Bringing 2 to 4 Antibiotics for AMR to Market by 2030
Biopharmaceutical companies create nearly $1 billion fund to aid much needed pipeline for antimicrobial resistance.
Over 20 biopharmaceutical companies have joined together to launch an initiative to develop 2-4 antibiotics in 10 years for antimicrobial resistance (AMR).
To aid with the research and development, the companies announced the launch of the AMR Action Fund, and that they raised nearly $1 billion thus far.
The AMR Action Fund, an initiative of the International Federation of Pharmaceutical Manufacturers & Associations (IFPMA), an international body representing the R&D pharmaceutical industry, was announced at simultaneous virtual launch events in Berlin and Washington, DC on Thursday with a third event in Tokyo scheduled for today.
The AMR Action Fund expects to invest its current funding as well as future support from partners to address the funding gap for the financing of antibiotic development.
“With the AMR Action Fund, the pharmaceutical industry is investing nearly $1 billion to sustain an antibiotic pipeline that is on the verge of collapse, a potentially devastating situation that could affect millions of people around the world,” Chairman and CEO of Eli Lilly and Company and President of IFPMA David Ricks said.
“The AMR Action Fund is one of the largest and most ambitious collaborative initiatives ever undertaken by the pharmaceutical industry to respond to a global public health threat,” Director General of the IFPMA Thomas Cueni stated.
The fund was developed by the IFPMA, the Biopharmaceutical CEOs Roundtable, and biopharmaceutical companies and foundations, in collaboration with the World Health Organization, The European Investment Bank, and the Wellcome Trust.
The fund organizers have discussed how they will invest in AMR research, and those initiatives include:
- Invest in smaller biotech companies focused on developing innovative antibacterial treatments that address the highest priority public health needs, make a significant difference in clinical practice, and save lives.
- Provide technical support to portfolio companies, giving them access to the deep expertise and resources of large biopharmaceutical companies, to strengthen antibiotic development, and support access and appropriate use of antibiotics.
- Bring together a broad alliance of industry and non-industry stakeholders, including philanthropies, development banks, and multilateral organizations, and help encourage governments to create market conditions that enable sustainable investment in the antibiotic pipeline.
“Unlike COVID-19, AMR is a predictable and preventable crisis. We must act together to rebuild the pipeline and ensure that the most promising and innovative antibiotics make it from the lab to patients,” Cueni stated.
Biopharmaceutical companies and foundations supporting the fund include: Almirall, Amgen, Bayer, Boehringer Ingelheim, Chugai, Daiichi Sankyo, Eisai, Eli Lilly and Company, GlaxoSmithKline, Johnson & Johnson, LEO Pharma, Lundbeck, Menarini, Merck, MSD, Novartis, Novo Nordisk, Novo Nordisk Foundation, Pfizer, Roche, Shionogi, Takeda, Teva, and UCB.
The fund is expected to be operational during the fourth quarter of 2020.

WHAT TO DO:
According to the article on the AMR Action Fund, when is the fund expected to become operational?

GIVEN RECORDS:
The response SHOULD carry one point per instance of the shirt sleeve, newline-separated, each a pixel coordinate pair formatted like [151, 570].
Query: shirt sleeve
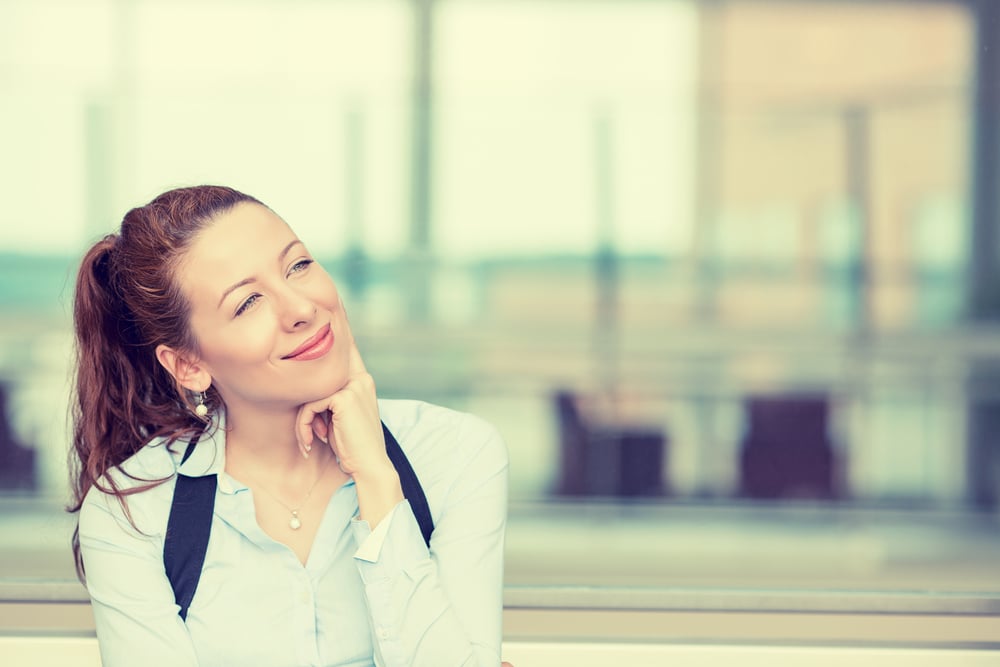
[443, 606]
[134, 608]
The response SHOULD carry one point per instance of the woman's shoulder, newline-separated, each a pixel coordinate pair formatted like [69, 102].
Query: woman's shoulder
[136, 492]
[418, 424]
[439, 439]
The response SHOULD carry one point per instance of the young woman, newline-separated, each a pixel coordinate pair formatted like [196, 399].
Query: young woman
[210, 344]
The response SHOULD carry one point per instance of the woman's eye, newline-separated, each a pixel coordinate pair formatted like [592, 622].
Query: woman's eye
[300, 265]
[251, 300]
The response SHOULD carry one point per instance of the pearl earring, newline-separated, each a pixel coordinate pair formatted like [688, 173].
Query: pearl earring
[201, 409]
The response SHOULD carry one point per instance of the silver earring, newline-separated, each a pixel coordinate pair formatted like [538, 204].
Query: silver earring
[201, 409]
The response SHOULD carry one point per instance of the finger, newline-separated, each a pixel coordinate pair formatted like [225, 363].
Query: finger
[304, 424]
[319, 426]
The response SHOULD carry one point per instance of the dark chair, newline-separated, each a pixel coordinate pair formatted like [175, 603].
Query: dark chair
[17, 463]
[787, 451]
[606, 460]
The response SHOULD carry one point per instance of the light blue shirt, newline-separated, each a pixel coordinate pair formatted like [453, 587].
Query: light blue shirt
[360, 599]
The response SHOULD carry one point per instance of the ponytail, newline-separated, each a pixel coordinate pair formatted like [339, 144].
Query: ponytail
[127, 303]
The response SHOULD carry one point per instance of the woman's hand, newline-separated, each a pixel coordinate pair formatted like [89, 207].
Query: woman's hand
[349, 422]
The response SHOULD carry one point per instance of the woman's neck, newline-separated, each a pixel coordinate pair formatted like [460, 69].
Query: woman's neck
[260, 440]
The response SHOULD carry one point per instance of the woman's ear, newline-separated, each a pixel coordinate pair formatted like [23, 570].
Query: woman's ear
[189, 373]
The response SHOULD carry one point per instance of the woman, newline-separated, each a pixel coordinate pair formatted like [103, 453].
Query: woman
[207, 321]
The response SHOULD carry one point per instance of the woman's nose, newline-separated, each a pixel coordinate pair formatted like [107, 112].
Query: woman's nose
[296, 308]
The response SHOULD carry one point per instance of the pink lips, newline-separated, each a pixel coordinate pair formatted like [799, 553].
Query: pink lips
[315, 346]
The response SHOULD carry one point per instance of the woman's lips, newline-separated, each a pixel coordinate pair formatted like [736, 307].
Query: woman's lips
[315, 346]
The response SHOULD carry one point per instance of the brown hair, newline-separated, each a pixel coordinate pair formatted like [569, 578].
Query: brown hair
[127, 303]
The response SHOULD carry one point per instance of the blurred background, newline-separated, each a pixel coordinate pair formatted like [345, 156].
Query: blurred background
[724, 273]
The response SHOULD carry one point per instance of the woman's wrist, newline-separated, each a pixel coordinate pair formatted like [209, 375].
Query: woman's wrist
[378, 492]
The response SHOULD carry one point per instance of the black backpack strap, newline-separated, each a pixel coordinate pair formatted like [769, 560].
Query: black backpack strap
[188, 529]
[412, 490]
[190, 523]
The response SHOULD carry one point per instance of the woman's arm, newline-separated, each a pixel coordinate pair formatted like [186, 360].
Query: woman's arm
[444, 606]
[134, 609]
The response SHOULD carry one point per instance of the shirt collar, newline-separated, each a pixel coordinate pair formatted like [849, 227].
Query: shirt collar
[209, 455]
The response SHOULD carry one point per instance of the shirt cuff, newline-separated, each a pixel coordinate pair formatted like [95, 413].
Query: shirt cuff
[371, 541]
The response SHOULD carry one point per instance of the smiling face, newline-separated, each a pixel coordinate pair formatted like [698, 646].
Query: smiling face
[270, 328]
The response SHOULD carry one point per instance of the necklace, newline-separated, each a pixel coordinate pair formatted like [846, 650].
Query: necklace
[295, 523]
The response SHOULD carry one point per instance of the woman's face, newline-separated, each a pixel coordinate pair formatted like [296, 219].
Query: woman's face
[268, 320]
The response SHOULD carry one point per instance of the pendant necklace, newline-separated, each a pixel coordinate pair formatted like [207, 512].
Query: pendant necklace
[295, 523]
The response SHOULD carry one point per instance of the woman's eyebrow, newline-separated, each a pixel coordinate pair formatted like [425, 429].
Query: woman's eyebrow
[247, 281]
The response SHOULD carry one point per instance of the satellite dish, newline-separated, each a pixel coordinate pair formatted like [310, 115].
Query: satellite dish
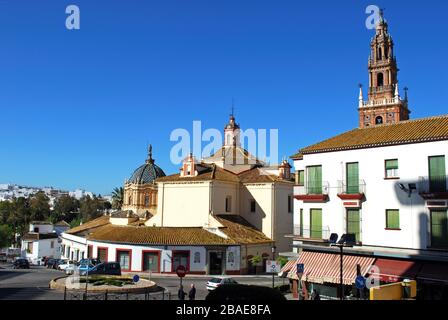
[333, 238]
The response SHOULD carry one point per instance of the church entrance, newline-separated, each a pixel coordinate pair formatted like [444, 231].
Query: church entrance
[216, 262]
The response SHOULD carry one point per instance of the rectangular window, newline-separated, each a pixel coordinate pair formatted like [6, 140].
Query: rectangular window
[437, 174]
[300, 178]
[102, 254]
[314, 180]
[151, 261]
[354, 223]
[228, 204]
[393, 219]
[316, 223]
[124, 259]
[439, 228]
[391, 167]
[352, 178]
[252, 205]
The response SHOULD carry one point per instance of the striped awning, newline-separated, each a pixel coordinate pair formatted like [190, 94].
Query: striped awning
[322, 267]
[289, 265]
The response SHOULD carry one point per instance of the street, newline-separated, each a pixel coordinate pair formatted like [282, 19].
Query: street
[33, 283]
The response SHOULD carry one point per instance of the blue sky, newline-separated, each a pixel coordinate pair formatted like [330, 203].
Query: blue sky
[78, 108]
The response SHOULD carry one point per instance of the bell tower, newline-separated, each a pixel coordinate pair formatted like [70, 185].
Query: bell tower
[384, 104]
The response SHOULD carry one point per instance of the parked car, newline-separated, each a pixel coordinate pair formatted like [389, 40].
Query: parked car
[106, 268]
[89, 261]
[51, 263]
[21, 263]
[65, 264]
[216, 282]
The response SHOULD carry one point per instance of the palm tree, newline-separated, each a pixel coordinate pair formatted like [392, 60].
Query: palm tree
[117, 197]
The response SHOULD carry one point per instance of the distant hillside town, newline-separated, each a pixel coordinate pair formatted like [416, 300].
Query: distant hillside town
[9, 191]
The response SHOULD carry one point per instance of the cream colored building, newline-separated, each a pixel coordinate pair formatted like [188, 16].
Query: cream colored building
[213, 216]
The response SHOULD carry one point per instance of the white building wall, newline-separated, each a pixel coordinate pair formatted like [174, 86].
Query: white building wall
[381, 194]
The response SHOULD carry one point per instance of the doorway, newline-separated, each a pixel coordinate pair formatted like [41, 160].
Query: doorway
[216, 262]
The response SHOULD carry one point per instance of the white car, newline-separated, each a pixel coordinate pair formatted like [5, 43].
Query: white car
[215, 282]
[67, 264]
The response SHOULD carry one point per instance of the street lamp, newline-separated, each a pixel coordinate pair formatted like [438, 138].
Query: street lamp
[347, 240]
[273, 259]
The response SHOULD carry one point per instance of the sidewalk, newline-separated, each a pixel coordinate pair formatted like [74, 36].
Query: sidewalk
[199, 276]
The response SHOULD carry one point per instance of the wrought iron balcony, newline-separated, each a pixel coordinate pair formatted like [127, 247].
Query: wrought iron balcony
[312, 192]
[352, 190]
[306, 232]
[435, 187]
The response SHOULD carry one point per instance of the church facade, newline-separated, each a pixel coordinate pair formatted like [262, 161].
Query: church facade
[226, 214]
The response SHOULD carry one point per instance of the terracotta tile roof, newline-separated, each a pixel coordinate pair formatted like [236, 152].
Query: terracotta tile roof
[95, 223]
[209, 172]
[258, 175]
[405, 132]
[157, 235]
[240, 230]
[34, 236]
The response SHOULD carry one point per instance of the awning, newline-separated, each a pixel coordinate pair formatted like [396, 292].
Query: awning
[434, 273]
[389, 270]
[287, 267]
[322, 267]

REPLY:
During the fourth quarter of 2020.